-- start --
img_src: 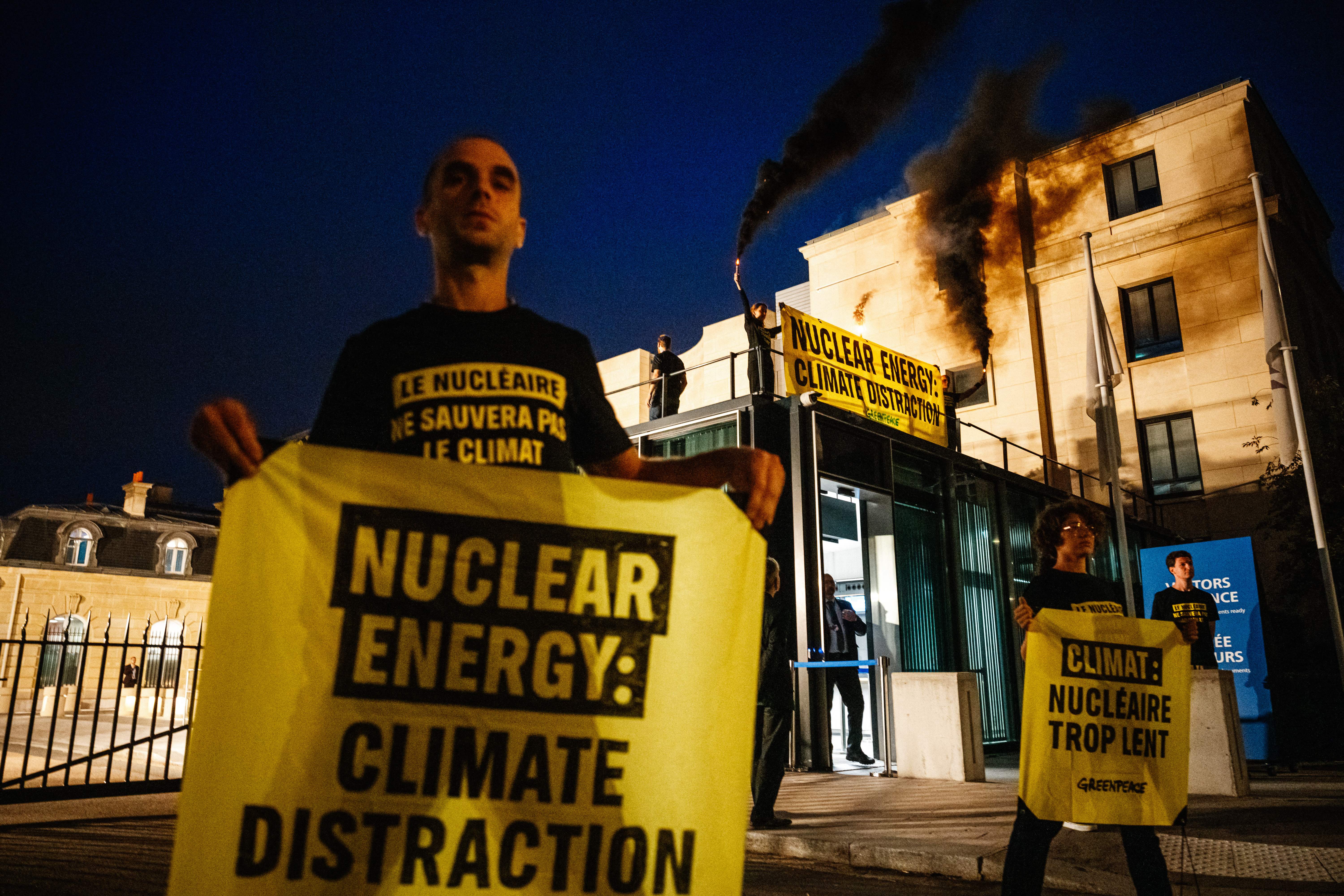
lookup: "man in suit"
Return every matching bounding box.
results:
[751,558,798,830]
[821,572,872,766]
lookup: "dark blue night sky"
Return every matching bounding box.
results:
[0,0,1344,512]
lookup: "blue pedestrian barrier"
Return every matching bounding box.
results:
[789,660,878,669]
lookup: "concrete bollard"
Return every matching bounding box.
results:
[1189,669,1250,797]
[890,672,985,780]
[38,686,56,719]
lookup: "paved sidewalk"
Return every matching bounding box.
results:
[747,770,1344,896]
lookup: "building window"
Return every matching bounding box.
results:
[164,539,190,575]
[38,614,85,688]
[948,364,991,411]
[644,420,738,457]
[1120,277,1183,361]
[1106,152,1163,220]
[144,619,181,688]
[64,528,93,567]
[1138,412,1204,498]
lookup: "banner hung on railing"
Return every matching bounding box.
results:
[780,305,948,445]
[1017,610,1189,825]
[169,445,765,896]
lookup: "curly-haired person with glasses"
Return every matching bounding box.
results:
[1003,500,1172,896]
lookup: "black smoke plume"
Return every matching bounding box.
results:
[738,0,974,258]
[906,51,1128,364]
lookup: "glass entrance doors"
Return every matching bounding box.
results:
[818,477,899,771]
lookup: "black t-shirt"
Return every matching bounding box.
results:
[309,302,630,472]
[649,352,685,407]
[1021,570,1128,615]
[1153,588,1218,669]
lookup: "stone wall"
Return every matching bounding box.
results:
[0,566,211,705]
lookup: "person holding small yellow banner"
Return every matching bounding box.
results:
[1003,500,1189,896]
[177,137,785,896]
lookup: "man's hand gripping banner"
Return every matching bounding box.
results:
[1017,610,1189,825]
[169,445,765,896]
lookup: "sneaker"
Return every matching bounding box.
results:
[751,815,793,830]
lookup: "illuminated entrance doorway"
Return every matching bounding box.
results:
[817,476,900,771]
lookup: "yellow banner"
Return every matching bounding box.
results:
[169,445,765,896]
[1017,610,1189,825]
[780,305,948,445]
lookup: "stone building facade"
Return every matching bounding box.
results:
[0,481,219,715]
[602,81,1344,539]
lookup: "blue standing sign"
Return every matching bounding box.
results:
[1138,539,1273,759]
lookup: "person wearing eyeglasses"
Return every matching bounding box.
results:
[1003,498,1172,896]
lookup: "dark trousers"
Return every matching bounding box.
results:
[1003,799,1172,896]
[649,395,681,420]
[751,706,793,822]
[747,348,774,395]
[827,653,863,754]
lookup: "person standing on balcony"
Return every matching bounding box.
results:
[738,298,784,395]
[191,136,785,528]
[648,333,685,420]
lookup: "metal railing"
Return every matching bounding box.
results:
[0,614,204,803]
[605,348,784,407]
[605,348,1163,525]
[789,657,896,778]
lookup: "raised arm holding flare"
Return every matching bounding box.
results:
[191,137,784,528]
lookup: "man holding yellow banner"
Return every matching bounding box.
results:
[179,137,784,896]
[169,445,765,896]
[191,137,784,529]
[1003,500,1189,896]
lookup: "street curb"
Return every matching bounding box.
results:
[746,830,1134,896]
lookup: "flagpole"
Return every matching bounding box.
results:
[1081,232,1137,618]
[1250,171,1344,686]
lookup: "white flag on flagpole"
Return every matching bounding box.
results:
[1082,234,1138,617]
[1255,196,1297,466]
[1083,234,1125,485]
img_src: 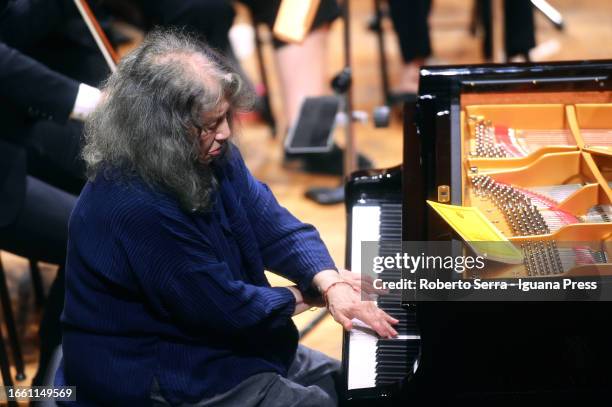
-- end --
Required task - Reproduce every row above word for word, but leave out the pictures.

Response to this task -
img_src: 
lookup: "man in suit"
Return every matching bounding box.
results:
[751,558,798,830]
[821,572,872,766]
lookup: "dark blue night sky"
Return every matching bounding box.
results:
[0,0,1344,512]
lookup: "blue pedestrian barrier"
Return every matching bounding box.
results:
[789,660,878,669]
lookup: "concrete bollard"
Return every matching bounding box.
results:
[1189,669,1250,797]
[890,672,985,780]
[38,686,56,719]
lookup: "paved sidewalk"
Return every matching bounding box.
results:
[747,770,1344,896]
lookup: "building window"
Return every matching bounding box.
results:
[164,539,190,575]
[38,614,85,688]
[948,364,991,411]
[644,420,738,457]
[1120,277,1183,361]
[1106,152,1163,220]
[144,619,181,688]
[64,528,93,567]
[1138,412,1204,498]
lookup: "banner hung on railing"
Return every matching bounding box.
results:
[780,305,948,445]
[1017,610,1189,825]
[169,445,765,896]
lookup: "curly-haired person with glasses"
Return every matching bounding box.
results:
[1003,500,1172,896]
lookup: "black smoke plume"
Return every matching bounding box.
results:
[738,0,974,258]
[906,51,1128,364]
lookup: "glass entrance doors"
Return every matching bounding box.
results:
[818,477,899,771]
lookup: "black t-shirt"
Return every matching bounding box.
results:
[309,302,630,472]
[649,352,685,407]
[1021,570,1128,615]
[1153,588,1218,669]
lookup: "stone wall"
Return every matching bounding box.
results:
[0,566,211,705]
lookup: "person holding small yellow banner"
Return every matching bounding box.
results:
[1003,500,1189,896]
[177,137,785,896]
lookup: "man's hand gripping banner"
Return every matching bounding box.
results:
[1017,610,1189,825]
[169,445,765,896]
lookup: "sneaker"
Return every matching bounding box.
results:
[751,815,793,830]
lookup: "illuminated entrance doorway"
Return every matching bounding box.
results:
[817,476,900,771]
lookup: "yellow banner"
Return every matching bounding box.
results:
[169,445,765,896]
[1017,610,1189,825]
[780,305,948,445]
lookup: "stone building facade"
Return every matching bounding box.
results:
[0,481,219,715]
[602,81,1344,539]
lookup: "blue standing sign"
Return every matching bounding box.
results:
[1138,539,1273,759]
lookup: "person wearing eyeglasses"
Return every matching bounding box.
results:
[1003,498,1172,896]
lookup: "dark trousers"
Return every matching bounding box.
results:
[1003,799,1172,896]
[649,395,681,420]
[751,706,793,822]
[747,348,774,395]
[827,653,863,754]
lookup: "person standing on balcony"
Return every matching bounding box.
results:
[738,298,784,395]
[191,136,785,528]
[648,333,685,420]
lookup: "metal railing"
Return every matching bounding box.
results:
[0,614,204,803]
[605,348,784,407]
[605,348,1163,525]
[789,657,896,778]
lookup: "raised arm holding flare"
Return every matching bounding box.
results:
[191,137,784,528]
lookup: "man holding yellow banner"
Return every matching bounding box.
results:
[179,137,784,896]
[169,445,765,896]
[191,137,784,529]
[1003,500,1189,896]
lookup: "street curb"
Return every matching bounding box.
results:
[746,830,1134,896]
lookup: "flagpole"
Return every matching bounding box.
results:
[1081,232,1137,618]
[1250,171,1344,686]
lookup: "white flag on flagpole"
Return every matching bounding box.
results:
[1082,234,1138,617]
[1255,196,1297,466]
[1083,234,1125,485]
img_src: 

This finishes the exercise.